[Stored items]

#####

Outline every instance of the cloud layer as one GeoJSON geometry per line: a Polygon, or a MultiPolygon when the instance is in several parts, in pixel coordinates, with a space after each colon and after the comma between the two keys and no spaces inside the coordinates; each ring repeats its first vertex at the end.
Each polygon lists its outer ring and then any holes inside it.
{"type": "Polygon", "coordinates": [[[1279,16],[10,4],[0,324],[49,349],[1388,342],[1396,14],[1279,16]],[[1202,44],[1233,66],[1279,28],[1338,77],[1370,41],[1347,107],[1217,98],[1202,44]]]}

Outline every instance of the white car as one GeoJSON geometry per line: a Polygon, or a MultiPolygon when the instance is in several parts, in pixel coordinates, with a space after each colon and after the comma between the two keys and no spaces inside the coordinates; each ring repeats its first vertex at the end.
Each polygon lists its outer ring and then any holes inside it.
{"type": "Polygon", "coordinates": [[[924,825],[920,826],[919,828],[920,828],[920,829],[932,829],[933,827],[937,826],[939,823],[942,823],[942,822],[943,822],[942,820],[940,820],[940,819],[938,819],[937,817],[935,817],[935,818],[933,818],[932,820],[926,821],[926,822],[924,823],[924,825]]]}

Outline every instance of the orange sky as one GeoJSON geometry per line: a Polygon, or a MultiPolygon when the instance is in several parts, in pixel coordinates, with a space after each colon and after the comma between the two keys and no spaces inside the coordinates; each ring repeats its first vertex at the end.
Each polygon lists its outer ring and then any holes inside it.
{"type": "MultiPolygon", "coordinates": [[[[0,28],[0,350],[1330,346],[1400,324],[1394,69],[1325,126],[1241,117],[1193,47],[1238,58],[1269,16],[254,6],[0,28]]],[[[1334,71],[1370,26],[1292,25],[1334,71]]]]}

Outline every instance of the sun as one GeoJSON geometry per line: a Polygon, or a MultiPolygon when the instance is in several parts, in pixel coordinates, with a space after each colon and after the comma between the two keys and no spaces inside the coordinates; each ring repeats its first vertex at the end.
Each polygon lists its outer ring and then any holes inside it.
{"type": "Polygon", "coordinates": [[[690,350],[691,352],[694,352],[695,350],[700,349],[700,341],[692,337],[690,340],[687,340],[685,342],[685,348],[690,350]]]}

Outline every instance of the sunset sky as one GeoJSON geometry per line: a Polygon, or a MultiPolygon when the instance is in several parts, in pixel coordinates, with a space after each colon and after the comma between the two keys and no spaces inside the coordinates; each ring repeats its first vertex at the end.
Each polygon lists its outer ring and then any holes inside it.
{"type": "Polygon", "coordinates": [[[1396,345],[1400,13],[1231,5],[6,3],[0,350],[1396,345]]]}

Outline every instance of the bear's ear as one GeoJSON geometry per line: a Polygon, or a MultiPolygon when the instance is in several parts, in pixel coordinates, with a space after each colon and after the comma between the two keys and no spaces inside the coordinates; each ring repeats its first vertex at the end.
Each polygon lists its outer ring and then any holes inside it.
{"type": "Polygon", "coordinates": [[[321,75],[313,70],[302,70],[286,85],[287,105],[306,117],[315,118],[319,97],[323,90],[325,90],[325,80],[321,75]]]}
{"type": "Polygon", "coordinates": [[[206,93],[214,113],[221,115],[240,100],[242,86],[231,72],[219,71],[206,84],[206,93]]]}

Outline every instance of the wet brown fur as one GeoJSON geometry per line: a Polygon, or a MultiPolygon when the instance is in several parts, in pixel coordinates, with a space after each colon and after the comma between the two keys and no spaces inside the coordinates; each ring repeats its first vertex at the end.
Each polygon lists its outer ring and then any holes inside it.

#####

*WHAT IS BEING ASKED:* Every single record is to be set down again, unaltered.

*RESPONSE FOR THIS EXERCISE:*
Outline every instance of the cloud layer as one GeoJSON geometry per line: a Polygon, or a MultiPolygon when the instance is in several parts, in pixel coordinates, with a space after each colon and after the comma between the two keys and no spaces inside the coordinates; each ring repeats its first vertex at the end.
Each polygon lists its outer ring and then any holes inside it.
{"type": "Polygon", "coordinates": [[[1279,16],[10,4],[0,324],[49,349],[1388,342],[1396,14],[1279,16]],[[1202,44],[1233,66],[1279,28],[1338,77],[1370,41],[1347,107],[1217,98],[1202,44]]]}

Outline every instance of the white car as one GeoJSON geometry per line: a Polygon, or a MultiPolygon when the instance is in several parts, in pixel coordinates, with a space after each colon and after the comma between the two keys and no spaces inside the coordinates; each ring repeats its first vertex at the end.
Each polygon lists its outer ring and then any holes inside it.
{"type": "Polygon", "coordinates": [[[924,825],[920,826],[919,828],[920,828],[920,829],[932,829],[933,827],[937,826],[939,823],[942,823],[942,822],[943,822],[942,820],[940,820],[940,819],[938,819],[937,817],[935,817],[935,818],[933,818],[932,820],[926,821],[926,822],[924,823],[924,825]]]}

Outline every instance of the orange sky as one GeoJSON geometry per line: a Polygon, or a MultiPolygon when the instance is in several parts, in pixel coordinates, with a space after each colon and after the comma between the two keys and no spaces inside the coordinates; each ring repeats its first vertex at the end.
Each polygon lists its outer ring and then any holes inside it.
{"type": "MultiPolygon", "coordinates": [[[[0,28],[0,350],[1330,346],[1400,324],[1394,69],[1325,126],[1241,117],[1193,47],[1238,58],[1269,16],[254,6],[0,28]]],[[[1334,71],[1370,26],[1292,25],[1334,71]]]]}

Outline every instance of the sun as one GeoJSON geometry per line: a Polygon, or a MultiPolygon when the instance is in several parts, in pixel coordinates, with a space after each colon and after the comma between the two keys and no spaces inside the coordinates; each ring repeats its first vertex at the end.
Each polygon lists its outer ring and then any holes inside it.
{"type": "Polygon", "coordinates": [[[690,350],[691,352],[694,352],[695,350],[700,349],[700,341],[692,337],[690,340],[687,340],[685,342],[685,348],[690,350]]]}

Outline every instance of the sunset sky as one GeoJSON geometry per line: a Polygon, or a MultiPolygon when the instance is in several parts, in pixel coordinates, with a space after each colon and after the comma between the two keys and no spaces inside the coordinates; each ring repeats its first vertex at the end.
Each polygon lists its outer ring and then any holes inside it.
{"type": "Polygon", "coordinates": [[[1396,345],[1400,13],[1231,5],[6,3],[0,350],[1396,345]]]}

Outline every instance of the bear's ear as one GeoJSON geometry per line: a Polygon, or a MultiPolygon when the instance is in several parts, in pixel coordinates, with a space after each colon and after the comma between the two keys and no spaces inside the coordinates; each ring repeats its first vertex at the end.
Each polygon lists its outer ring and then any holes inside it.
{"type": "Polygon", "coordinates": [[[321,75],[313,70],[302,70],[286,85],[287,105],[306,117],[315,118],[319,97],[323,90],[325,90],[325,80],[321,75]]]}
{"type": "Polygon", "coordinates": [[[206,93],[214,113],[221,115],[240,100],[242,86],[231,72],[219,71],[206,84],[206,93]]]}

Outline every instance of the wet brown fur as one GeoJSON geometry per line: a Polygon, or a MultiPolygon when the instance is in several parts, in pixel coordinates, with a space after each colon and after the comma between the two keys and no spaces inside the coordinates; each ring repeats its first vertex at the end.
Each polygon lists its outer ring and then any holes inside it.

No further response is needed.